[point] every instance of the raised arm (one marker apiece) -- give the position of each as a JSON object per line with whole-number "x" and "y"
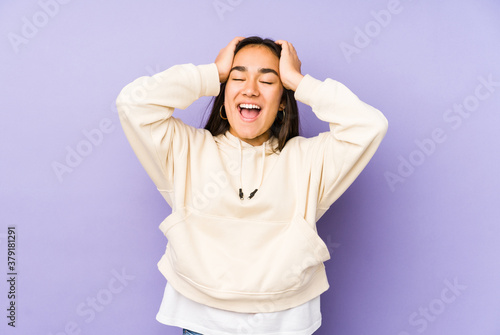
{"x": 333, "y": 159}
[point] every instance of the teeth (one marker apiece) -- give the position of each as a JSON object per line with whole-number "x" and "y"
{"x": 249, "y": 106}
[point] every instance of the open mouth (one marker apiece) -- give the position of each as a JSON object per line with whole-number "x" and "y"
{"x": 249, "y": 112}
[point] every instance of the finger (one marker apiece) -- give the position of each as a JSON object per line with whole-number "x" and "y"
{"x": 236, "y": 40}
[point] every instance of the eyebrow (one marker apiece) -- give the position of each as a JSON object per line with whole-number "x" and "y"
{"x": 261, "y": 70}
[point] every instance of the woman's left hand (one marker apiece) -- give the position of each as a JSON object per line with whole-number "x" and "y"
{"x": 290, "y": 74}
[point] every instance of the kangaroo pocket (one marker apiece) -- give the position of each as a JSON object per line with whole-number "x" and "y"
{"x": 244, "y": 256}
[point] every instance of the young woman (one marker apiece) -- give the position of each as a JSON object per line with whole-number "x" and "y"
{"x": 243, "y": 255}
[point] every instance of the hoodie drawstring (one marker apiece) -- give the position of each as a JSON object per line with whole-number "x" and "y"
{"x": 241, "y": 170}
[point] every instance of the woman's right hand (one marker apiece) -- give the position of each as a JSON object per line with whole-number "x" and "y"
{"x": 225, "y": 57}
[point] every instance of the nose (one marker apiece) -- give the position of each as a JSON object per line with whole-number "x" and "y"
{"x": 251, "y": 88}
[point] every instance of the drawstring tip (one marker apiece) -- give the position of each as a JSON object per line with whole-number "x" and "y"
{"x": 252, "y": 194}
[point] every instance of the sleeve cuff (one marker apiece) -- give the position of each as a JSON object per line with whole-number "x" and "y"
{"x": 305, "y": 91}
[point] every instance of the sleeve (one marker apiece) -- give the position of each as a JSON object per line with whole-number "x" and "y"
{"x": 145, "y": 108}
{"x": 337, "y": 157}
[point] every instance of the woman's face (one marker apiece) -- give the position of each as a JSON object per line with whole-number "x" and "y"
{"x": 253, "y": 94}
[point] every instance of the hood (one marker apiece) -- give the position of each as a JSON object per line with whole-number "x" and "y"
{"x": 267, "y": 148}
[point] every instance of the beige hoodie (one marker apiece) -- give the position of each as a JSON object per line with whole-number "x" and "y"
{"x": 253, "y": 255}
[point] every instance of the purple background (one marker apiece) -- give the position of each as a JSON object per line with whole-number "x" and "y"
{"x": 395, "y": 249}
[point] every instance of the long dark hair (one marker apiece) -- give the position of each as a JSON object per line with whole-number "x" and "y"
{"x": 282, "y": 129}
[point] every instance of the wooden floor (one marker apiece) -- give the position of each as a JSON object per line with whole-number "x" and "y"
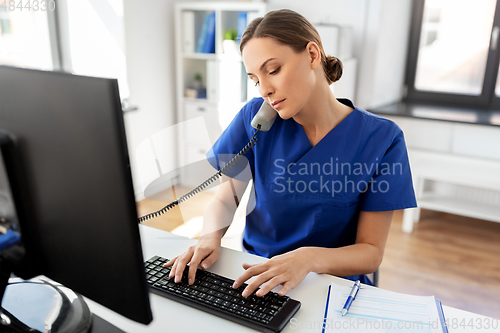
{"x": 455, "y": 258}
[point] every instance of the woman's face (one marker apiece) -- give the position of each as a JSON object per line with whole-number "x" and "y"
{"x": 285, "y": 79}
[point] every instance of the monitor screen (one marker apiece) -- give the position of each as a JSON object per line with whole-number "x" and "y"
{"x": 78, "y": 221}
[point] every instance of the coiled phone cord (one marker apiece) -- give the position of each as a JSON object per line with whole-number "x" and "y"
{"x": 207, "y": 182}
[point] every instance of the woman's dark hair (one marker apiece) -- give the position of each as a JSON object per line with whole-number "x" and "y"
{"x": 292, "y": 29}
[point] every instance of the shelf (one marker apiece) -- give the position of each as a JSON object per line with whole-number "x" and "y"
{"x": 460, "y": 207}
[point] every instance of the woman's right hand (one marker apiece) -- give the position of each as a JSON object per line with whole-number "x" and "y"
{"x": 206, "y": 252}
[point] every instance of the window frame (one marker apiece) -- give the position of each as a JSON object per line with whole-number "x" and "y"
{"x": 487, "y": 98}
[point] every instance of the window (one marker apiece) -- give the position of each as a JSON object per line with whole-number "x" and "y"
{"x": 453, "y": 54}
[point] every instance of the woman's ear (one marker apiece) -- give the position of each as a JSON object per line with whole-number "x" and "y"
{"x": 314, "y": 54}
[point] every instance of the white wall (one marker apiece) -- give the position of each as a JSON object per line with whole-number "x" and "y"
{"x": 149, "y": 40}
{"x": 383, "y": 55}
{"x": 380, "y": 32}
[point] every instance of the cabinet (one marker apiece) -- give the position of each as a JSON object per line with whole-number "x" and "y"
{"x": 455, "y": 168}
{"x": 212, "y": 84}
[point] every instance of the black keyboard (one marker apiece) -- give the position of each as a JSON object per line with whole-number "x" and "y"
{"x": 214, "y": 294}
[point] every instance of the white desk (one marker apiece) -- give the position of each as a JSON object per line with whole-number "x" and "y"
{"x": 170, "y": 316}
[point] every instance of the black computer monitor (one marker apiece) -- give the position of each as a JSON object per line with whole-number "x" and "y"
{"x": 72, "y": 185}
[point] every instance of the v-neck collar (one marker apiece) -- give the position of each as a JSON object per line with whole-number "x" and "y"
{"x": 334, "y": 129}
{"x": 304, "y": 140}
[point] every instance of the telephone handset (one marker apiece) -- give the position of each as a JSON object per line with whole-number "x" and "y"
{"x": 262, "y": 121}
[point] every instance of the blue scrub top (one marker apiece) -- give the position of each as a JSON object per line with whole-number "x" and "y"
{"x": 312, "y": 196}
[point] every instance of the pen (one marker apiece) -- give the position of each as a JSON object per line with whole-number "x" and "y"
{"x": 352, "y": 296}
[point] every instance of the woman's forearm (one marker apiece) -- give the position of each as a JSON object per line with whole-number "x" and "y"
{"x": 349, "y": 260}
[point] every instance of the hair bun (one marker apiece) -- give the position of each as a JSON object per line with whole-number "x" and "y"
{"x": 333, "y": 69}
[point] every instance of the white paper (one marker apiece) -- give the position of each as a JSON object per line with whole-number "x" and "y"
{"x": 377, "y": 310}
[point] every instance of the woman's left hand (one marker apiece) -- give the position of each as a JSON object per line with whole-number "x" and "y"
{"x": 288, "y": 269}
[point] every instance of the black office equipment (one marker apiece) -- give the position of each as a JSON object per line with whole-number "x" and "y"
{"x": 214, "y": 294}
{"x": 67, "y": 166}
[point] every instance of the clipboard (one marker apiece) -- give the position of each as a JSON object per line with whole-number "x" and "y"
{"x": 376, "y": 310}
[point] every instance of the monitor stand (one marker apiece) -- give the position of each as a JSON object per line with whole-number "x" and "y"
{"x": 41, "y": 305}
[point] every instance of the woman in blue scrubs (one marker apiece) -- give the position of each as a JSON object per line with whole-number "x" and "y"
{"x": 327, "y": 175}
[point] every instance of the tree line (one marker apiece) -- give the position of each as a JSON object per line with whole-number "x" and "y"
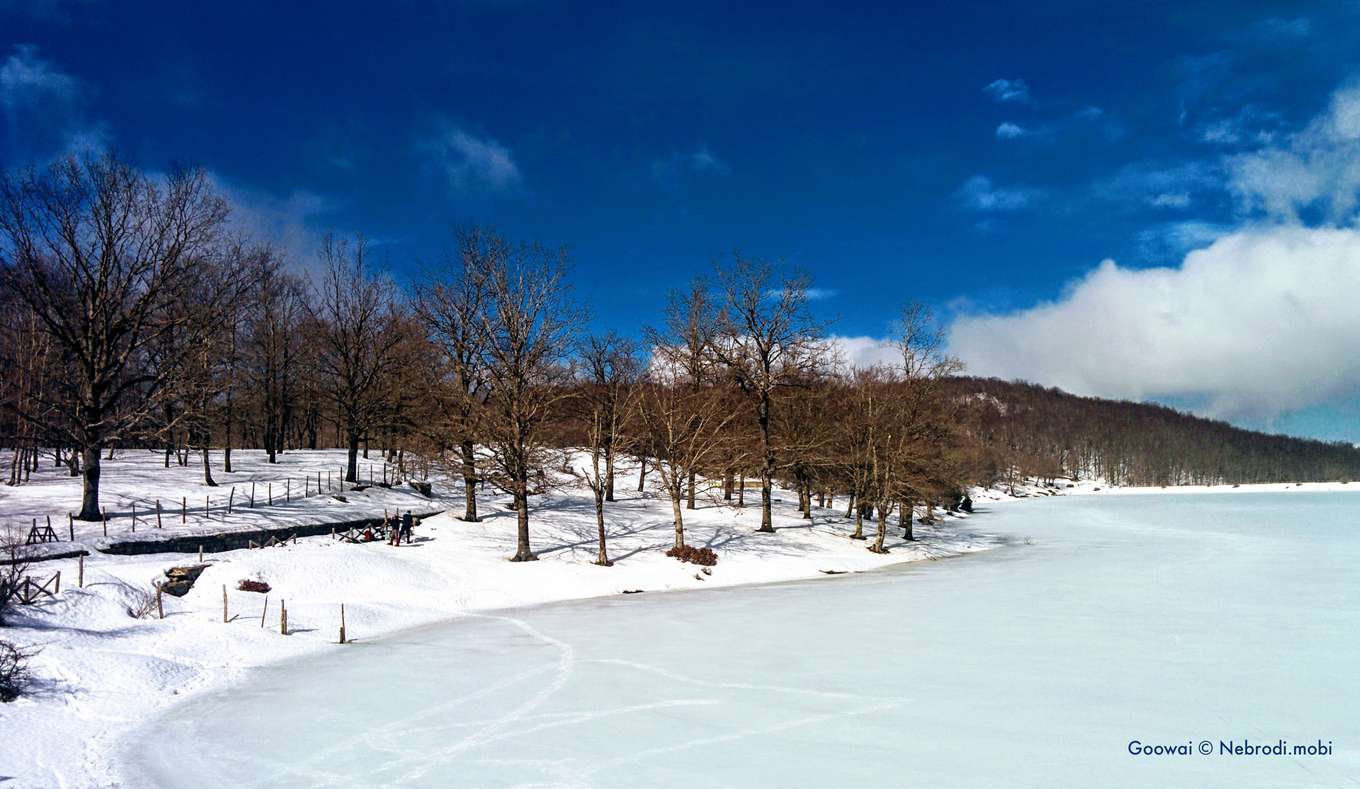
{"x": 1037, "y": 431}
{"x": 133, "y": 317}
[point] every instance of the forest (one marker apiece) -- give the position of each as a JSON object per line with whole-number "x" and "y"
{"x": 133, "y": 317}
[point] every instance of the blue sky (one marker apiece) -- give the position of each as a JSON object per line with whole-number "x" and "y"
{"x": 985, "y": 159}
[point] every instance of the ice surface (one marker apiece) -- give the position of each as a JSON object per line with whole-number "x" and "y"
{"x": 1163, "y": 619}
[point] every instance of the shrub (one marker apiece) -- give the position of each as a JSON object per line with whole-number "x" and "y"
{"x": 143, "y": 603}
{"x": 14, "y": 671}
{"x": 703, "y": 557}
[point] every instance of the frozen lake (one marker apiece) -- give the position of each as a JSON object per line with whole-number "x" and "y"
{"x": 1167, "y": 619}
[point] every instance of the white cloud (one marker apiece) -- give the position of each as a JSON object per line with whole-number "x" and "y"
{"x": 1281, "y": 27}
{"x": 669, "y": 169}
{"x": 1171, "y": 200}
{"x": 982, "y": 195}
{"x": 44, "y": 109}
{"x": 1260, "y": 323}
{"x": 813, "y": 294}
{"x": 862, "y": 351}
{"x": 1008, "y": 90}
{"x": 472, "y": 162}
{"x": 290, "y": 222}
{"x": 26, "y": 80}
{"x": 1317, "y": 168}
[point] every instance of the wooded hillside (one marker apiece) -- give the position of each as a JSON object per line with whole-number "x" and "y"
{"x": 1045, "y": 431}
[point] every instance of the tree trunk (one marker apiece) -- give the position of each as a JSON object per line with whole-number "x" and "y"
{"x": 603, "y": 559}
{"x": 608, "y": 474}
{"x": 521, "y": 508}
{"x": 469, "y": 482}
{"x": 207, "y": 465}
{"x": 90, "y": 484}
{"x": 351, "y": 472}
{"x": 883, "y": 532}
{"x": 676, "y": 513}
{"x": 766, "y": 467}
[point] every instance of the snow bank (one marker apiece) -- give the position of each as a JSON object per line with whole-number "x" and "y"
{"x": 102, "y": 672}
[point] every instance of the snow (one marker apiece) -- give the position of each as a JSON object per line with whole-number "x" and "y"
{"x": 1105, "y": 620}
{"x": 138, "y": 479}
{"x": 104, "y": 672}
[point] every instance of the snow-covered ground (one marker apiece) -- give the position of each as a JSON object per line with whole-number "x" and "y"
{"x": 136, "y": 479}
{"x": 102, "y": 672}
{"x": 1114, "y": 641}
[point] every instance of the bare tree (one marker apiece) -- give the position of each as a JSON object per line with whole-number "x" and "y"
{"x": 684, "y": 346}
{"x": 101, "y": 255}
{"x": 450, "y": 308}
{"x": 767, "y": 342}
{"x": 527, "y": 329}
{"x": 609, "y": 385}
{"x": 358, "y": 332}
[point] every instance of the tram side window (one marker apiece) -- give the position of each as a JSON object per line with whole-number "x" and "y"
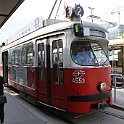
{"x": 15, "y": 56}
{"x": 41, "y": 64}
{"x": 27, "y": 54}
{"x": 57, "y": 51}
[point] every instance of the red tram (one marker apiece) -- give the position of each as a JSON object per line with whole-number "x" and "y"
{"x": 42, "y": 61}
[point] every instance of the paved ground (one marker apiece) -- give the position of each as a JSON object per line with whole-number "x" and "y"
{"x": 18, "y": 111}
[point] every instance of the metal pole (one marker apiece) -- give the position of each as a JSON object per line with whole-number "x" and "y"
{"x": 91, "y": 11}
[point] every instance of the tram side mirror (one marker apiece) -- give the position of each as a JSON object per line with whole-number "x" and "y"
{"x": 78, "y": 30}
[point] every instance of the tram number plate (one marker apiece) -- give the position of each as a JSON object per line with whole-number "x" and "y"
{"x": 102, "y": 105}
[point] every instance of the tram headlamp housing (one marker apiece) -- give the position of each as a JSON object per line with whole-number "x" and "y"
{"x": 102, "y": 86}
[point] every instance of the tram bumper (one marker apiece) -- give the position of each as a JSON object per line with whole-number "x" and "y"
{"x": 84, "y": 104}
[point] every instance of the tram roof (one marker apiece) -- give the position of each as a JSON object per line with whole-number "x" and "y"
{"x": 7, "y": 8}
{"x": 49, "y": 26}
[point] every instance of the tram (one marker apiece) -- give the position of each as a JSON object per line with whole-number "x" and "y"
{"x": 41, "y": 61}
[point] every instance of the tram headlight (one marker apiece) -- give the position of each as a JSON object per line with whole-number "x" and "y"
{"x": 102, "y": 86}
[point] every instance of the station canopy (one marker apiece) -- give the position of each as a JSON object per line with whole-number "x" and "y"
{"x": 7, "y": 8}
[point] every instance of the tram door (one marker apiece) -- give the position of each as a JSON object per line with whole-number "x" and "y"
{"x": 42, "y": 71}
{"x": 5, "y": 66}
{"x": 57, "y": 84}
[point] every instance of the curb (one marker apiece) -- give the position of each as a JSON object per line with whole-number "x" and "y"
{"x": 116, "y": 106}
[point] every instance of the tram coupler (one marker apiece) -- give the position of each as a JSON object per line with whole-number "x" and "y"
{"x": 102, "y": 106}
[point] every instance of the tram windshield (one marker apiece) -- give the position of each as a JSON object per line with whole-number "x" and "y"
{"x": 87, "y": 53}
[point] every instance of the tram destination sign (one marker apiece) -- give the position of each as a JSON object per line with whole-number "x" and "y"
{"x": 98, "y": 33}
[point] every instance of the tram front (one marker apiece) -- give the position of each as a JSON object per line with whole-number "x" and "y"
{"x": 89, "y": 86}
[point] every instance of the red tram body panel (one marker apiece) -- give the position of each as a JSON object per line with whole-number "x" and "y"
{"x": 49, "y": 64}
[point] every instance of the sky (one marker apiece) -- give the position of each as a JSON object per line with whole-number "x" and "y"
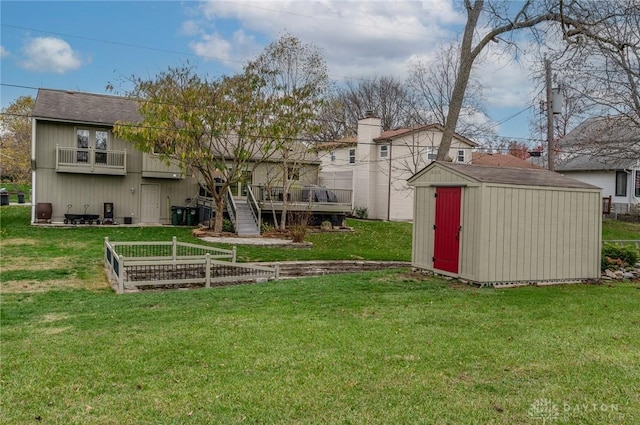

---------------

* EXERCISE BRIEF: Beginning with the line that contains "[point] every instance of the station", reproduce every line through the end of the records above exactly, leaving pictures out.

* ANSWER SPACE:
[point] every instance of the station canopy (one marker apiece) -- give the position of each as a JSON object per line with whole-number "x" and "y"
{"x": 7, "y": 8}
[point] every instance of the tram door (one marker apiece) -- give the position of each as a JSON object per line with whole-number "x" and "y"
{"x": 42, "y": 71}
{"x": 5, "y": 66}
{"x": 57, "y": 84}
[point] every instance of the curb (one marker apiece) -- give the position of each as a JSON object per line with whole-number "x" and "y"
{"x": 116, "y": 106}
[point] every instance of the tram coupler (one marker apiece) -- give the position of each as a JSON object per line with whole-number "x" and "y"
{"x": 102, "y": 106}
[point] every instance of the tram windshield (one marker apiece) -- give the position of each as a JSON object per line with whole-number "x" and "y"
{"x": 87, "y": 53}
[point] every instance of the tram destination sign (one marker apiece) -- give the position of each as a JSON object per line with whole-number "x" and "y"
{"x": 98, "y": 33}
[point] every instance of the tram front (one marker apiece) -- give the position of each as a JSON object per line with whole-number "x" and "y"
{"x": 89, "y": 86}
[point] every instance of the red tram body panel (one marker apiece) -- give the position of each as a JSON object per line with whole-number "x" and "y"
{"x": 49, "y": 64}
[point] every instance of the sky (one marker apiece) -- give the position of each as a JSON object per line with whole-number "x" and "y"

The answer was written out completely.